DATASET EXCERPTS section start

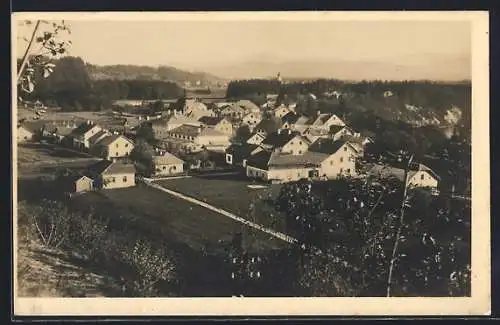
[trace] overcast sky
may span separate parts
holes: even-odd
[[[470,64],[467,21],[67,21],[70,54],[106,64],[203,68],[247,60]],[[20,32],[25,35],[27,29]],[[442,62],[442,61],[439,61]]]

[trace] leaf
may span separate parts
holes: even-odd
[[[44,69],[43,70],[43,77],[47,78],[48,76],[50,76],[51,73],[52,73],[52,71],[50,69]]]

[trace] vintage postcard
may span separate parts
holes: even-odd
[[[14,13],[15,315],[488,315],[488,24]]]

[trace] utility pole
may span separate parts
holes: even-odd
[[[400,155],[398,157],[398,160],[403,160],[403,155]],[[405,207],[406,207],[406,198],[408,195],[408,175],[410,173],[411,169],[411,164],[413,161],[413,154],[407,158],[407,166],[405,168],[405,173],[404,173],[404,184],[403,184],[403,197],[401,199],[401,209],[400,209],[400,214],[399,214],[399,226],[398,230],[396,233],[396,238],[394,240],[394,246],[392,249],[392,255],[391,255],[391,260],[389,262],[389,275],[387,277],[387,297],[391,296],[391,289],[392,289],[392,275],[394,272],[394,267],[395,267],[395,262],[397,260],[397,255],[398,255],[398,246],[399,246],[399,241],[401,239],[401,232],[403,231],[403,226],[404,226],[404,212],[405,212]]]

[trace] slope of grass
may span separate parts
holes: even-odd
[[[250,188],[252,184],[239,176],[203,176],[163,180],[161,186],[192,196],[242,218],[284,231],[283,217],[273,201],[279,194],[280,185]]]

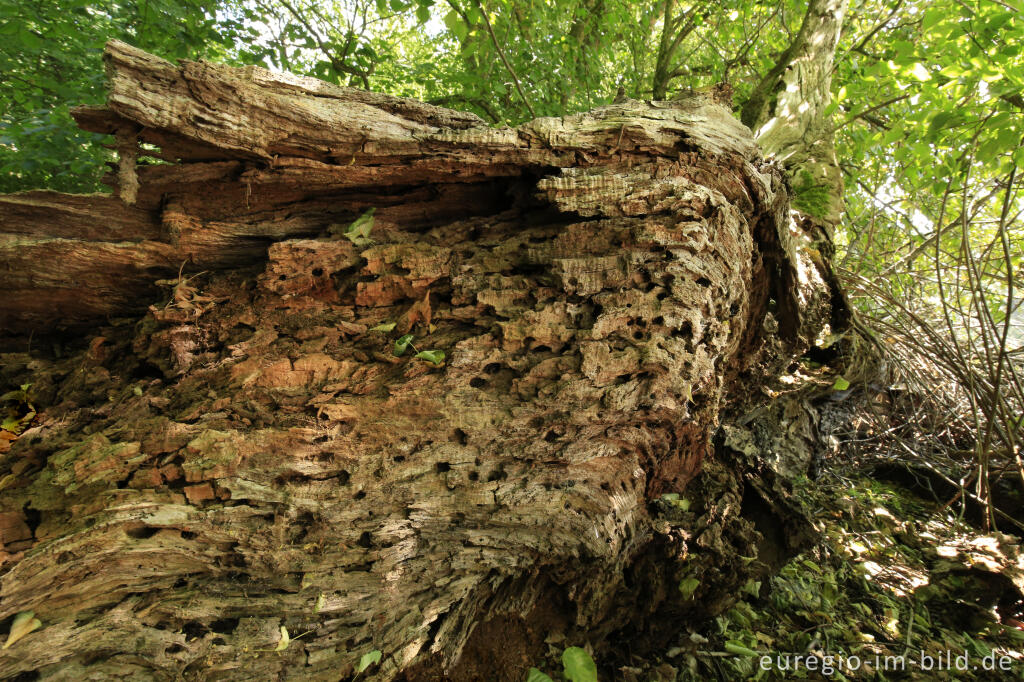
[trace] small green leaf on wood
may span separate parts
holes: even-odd
[[[348,226],[344,232],[341,233],[342,237],[345,237],[356,246],[365,246],[370,243],[370,230],[373,229],[373,214],[377,209],[369,208],[363,215],[352,221],[352,224]],[[340,227],[340,226],[338,226]],[[337,232],[332,229],[334,234]]]
[[[421,350],[414,357],[420,360],[426,360],[427,362],[433,363],[434,365],[440,365],[444,362],[444,351],[443,350]]]
[[[359,665],[356,666],[356,672],[361,673],[374,663],[380,663],[380,656],[380,649],[363,654],[363,657],[359,659]]]
[[[288,636],[288,628],[281,626],[281,641],[274,647],[274,651],[284,651],[288,648],[288,645],[292,643],[291,637]]]
[[[696,578],[683,578],[679,581],[679,591],[683,594],[683,599],[692,599],[693,593],[700,587],[700,581]]]
[[[578,646],[571,646],[562,652],[562,667],[569,682],[597,682],[594,659]]]
[[[833,391],[845,391],[848,388],[850,388],[850,382],[843,377],[839,377],[836,379],[836,383],[832,384]]]
[[[28,633],[41,627],[43,627],[43,623],[36,618],[34,611],[22,611],[14,617],[14,621],[11,623],[11,631],[7,633],[7,641],[4,643],[3,648],[8,648]]]
[[[7,402],[9,400],[17,400],[20,403],[28,402],[28,389],[32,387],[32,384],[22,384],[20,388],[14,391],[7,391],[3,395],[0,395],[0,401]]]
[[[550,677],[537,670],[536,668],[530,668],[530,671],[526,673],[526,682],[555,682]]]
[[[737,656],[747,656],[748,658],[754,658],[757,656],[757,652],[753,649],[748,649],[735,640],[730,640],[725,643],[725,650],[730,654],[736,654]]]
[[[405,336],[399,337],[399,339],[395,341],[395,355],[405,355],[405,351],[407,351],[409,346],[412,345],[412,340],[414,338],[416,337],[412,334],[406,334]]]
[[[376,327],[370,327],[371,332],[384,332],[385,334],[394,330],[398,326],[397,322],[385,322],[384,324],[378,324]]]

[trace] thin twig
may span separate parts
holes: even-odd
[[[491,20],[487,16],[487,8],[484,6],[483,0],[476,0],[476,6],[480,10],[480,14],[484,17],[484,25],[487,26],[487,32],[491,34],[491,42],[494,43],[494,49],[498,52],[498,56],[501,57],[501,61],[505,63],[505,68],[508,69],[508,73],[512,76],[512,80],[516,84],[516,90],[519,91],[519,96],[523,98],[523,104],[526,105],[526,109],[530,112],[530,116],[537,118],[537,112],[533,110],[533,106],[530,104],[529,98],[526,93],[523,92],[523,86],[519,83],[519,76],[516,75],[515,69],[509,63],[505,57],[505,51],[501,49],[501,45],[498,44],[498,36],[494,35],[494,29],[491,27]]]

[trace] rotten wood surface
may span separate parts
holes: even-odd
[[[657,158],[659,173],[700,182],[718,172],[722,156],[738,183],[743,164],[758,158],[746,129],[699,97],[496,129],[472,114],[254,67],[177,67],[116,41],[104,59],[109,104],[76,110],[82,127],[128,131],[158,146],[154,156],[188,163],[131,168],[131,207],[106,196],[0,198],[7,335],[138,313],[154,275],[185,262],[213,270],[250,263],[273,241],[322,234],[368,207],[384,220],[426,226],[463,216],[468,205],[477,213],[508,207],[517,183],[506,180],[559,168]],[[690,163],[698,148],[701,159]],[[147,149],[136,153],[145,161]],[[90,220],[98,216],[109,220]]]
[[[0,358],[41,410],[0,455],[0,619],[43,622],[0,676],[337,680],[377,649],[371,679],[518,680],[552,633],[656,643],[807,542],[712,434],[827,288],[713,98],[494,129],[105,59],[78,120],[165,163],[122,164],[131,205],[0,197],[8,334],[91,328]]]

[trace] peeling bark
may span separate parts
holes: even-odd
[[[106,60],[78,120],[174,163],[139,163],[130,207],[0,198],[9,340],[92,325],[2,358],[42,412],[0,455],[0,618],[43,627],[0,675],[337,680],[379,649],[372,679],[521,679],[552,633],[656,644],[808,542],[785,481],[714,434],[828,287],[714,98],[494,129]],[[372,243],[338,236],[369,208]],[[403,332],[445,362],[395,356]],[[282,626],[303,636],[274,652]]]

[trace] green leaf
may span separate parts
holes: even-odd
[[[424,7],[423,5],[420,5],[419,7],[417,7],[416,8],[416,19],[418,19],[421,24],[425,24],[428,21],[430,21],[430,8],[429,7]]]
[[[732,639],[725,643],[725,650],[728,651],[730,654],[736,654],[737,656],[747,656],[749,658],[754,658],[757,656],[756,651],[754,651],[753,649],[748,649],[736,640]]]
[[[444,25],[448,27],[448,30],[452,32],[460,42],[466,39],[466,24],[462,22],[462,17],[458,15],[455,10],[448,12],[444,15]]]
[[[924,17],[921,19],[921,28],[927,31],[932,26],[942,21],[942,17],[944,15],[944,10],[938,7],[932,7],[924,13]]]
[[[928,134],[933,135],[942,130],[955,118],[957,118],[955,111],[940,111],[932,116],[932,120],[928,124]]]
[[[845,391],[848,388],[850,388],[850,382],[843,377],[837,378],[836,382],[832,384],[833,391]]]
[[[1017,146],[1020,141],[1021,133],[1014,128],[1006,127],[1002,128],[996,133],[996,144],[1003,149],[1013,149]]]
[[[10,632],[7,633],[7,641],[4,642],[3,648],[6,649],[10,647],[28,633],[33,630],[38,630],[41,627],[43,627],[43,623],[36,618],[34,611],[22,611],[14,617],[14,621],[11,623]]]
[[[570,682],[597,682],[597,665],[585,650],[571,646],[562,652],[562,667]]]
[[[397,322],[385,322],[384,324],[378,324],[376,327],[370,327],[371,332],[387,332],[393,331],[398,326]]]
[[[989,162],[996,158],[1000,153],[1005,151],[1005,147],[999,143],[999,139],[988,140],[978,147],[978,151],[975,152],[974,156],[978,161]]]
[[[930,80],[932,77],[928,73],[928,69],[921,62],[914,62],[914,66],[910,68],[910,74],[919,81]]]
[[[274,647],[274,651],[284,651],[291,644],[292,638],[288,636],[288,628],[281,626],[281,639],[278,641],[277,646]]]
[[[683,578],[679,581],[679,591],[683,594],[683,599],[692,599],[693,593],[700,587],[700,581],[696,578]]]
[[[892,44],[896,53],[894,61],[897,64],[907,64],[914,58],[914,44],[907,40],[897,40]]]
[[[43,46],[42,39],[32,31],[22,31],[18,34],[21,44],[30,51],[35,51]]]
[[[536,668],[530,668],[530,671],[526,673],[526,682],[555,682],[550,677],[537,670]]]
[[[369,653],[363,654],[363,657],[359,659],[359,665],[356,666],[356,672],[361,673],[374,663],[380,663],[380,656],[380,649],[374,649]]]
[[[406,334],[405,336],[399,337],[399,339],[395,341],[395,355],[399,357],[405,355],[405,351],[409,349],[414,338],[416,337],[412,334]]]
[[[368,208],[363,215],[359,216],[352,221],[352,224],[348,226],[341,236],[348,239],[356,246],[365,246],[370,243],[370,230],[373,229],[373,214],[377,211],[375,208]],[[337,234],[336,232],[332,233]]]
[[[7,417],[3,422],[0,422],[0,429],[10,431],[11,433],[20,433],[21,419],[18,417]]]
[[[442,362],[444,362],[444,351],[443,350],[421,350],[419,353],[417,353],[413,357],[418,358],[420,360],[426,360],[427,362],[431,362],[434,365],[440,365]]]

DATASET EXCERPTS section end

ASSIGNED TASK — Looking through the entries, count the lines that hold the word "leaf" and state that count alone.

THE ANSWER — 3